The data:
=== Section Start ===
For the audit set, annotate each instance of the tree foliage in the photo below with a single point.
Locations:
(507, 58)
=== Section End ===
=== Section Start ===
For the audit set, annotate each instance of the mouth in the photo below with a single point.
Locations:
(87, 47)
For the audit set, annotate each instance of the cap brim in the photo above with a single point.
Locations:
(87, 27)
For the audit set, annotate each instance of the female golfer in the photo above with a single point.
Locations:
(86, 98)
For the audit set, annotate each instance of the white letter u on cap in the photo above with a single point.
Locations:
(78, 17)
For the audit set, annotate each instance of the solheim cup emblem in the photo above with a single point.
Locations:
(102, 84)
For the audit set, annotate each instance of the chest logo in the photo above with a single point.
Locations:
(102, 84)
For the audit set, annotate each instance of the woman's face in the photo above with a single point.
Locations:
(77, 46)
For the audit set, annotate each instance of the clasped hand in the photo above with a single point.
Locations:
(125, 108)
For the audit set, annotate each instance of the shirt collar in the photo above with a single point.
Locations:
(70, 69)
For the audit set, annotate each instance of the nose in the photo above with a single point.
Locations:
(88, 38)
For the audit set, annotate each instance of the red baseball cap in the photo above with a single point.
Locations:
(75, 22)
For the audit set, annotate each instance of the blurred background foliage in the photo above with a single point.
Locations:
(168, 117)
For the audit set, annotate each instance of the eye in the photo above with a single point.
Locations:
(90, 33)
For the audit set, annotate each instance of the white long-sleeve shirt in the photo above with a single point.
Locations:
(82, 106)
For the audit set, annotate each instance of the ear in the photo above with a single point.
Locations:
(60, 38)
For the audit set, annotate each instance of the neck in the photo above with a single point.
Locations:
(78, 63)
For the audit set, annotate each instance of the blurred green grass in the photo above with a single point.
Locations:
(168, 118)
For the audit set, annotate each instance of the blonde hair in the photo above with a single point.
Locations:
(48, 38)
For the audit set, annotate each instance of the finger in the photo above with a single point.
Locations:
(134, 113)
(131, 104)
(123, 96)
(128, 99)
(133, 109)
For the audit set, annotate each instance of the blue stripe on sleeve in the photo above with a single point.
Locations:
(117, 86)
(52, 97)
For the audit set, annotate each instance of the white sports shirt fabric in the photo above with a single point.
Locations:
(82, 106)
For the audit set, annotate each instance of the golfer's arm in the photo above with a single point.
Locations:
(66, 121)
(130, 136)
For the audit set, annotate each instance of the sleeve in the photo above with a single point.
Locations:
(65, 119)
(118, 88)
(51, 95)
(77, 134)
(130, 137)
=== Section End ===
Problem details:
Look through the material above for the string "below" and copy each line that has it.

Output:
For the audit set, annotate each instance of the tree foliage in the photo below with a single point.
For the audit set, annotate each instance of the mouth in the photo below with a single point.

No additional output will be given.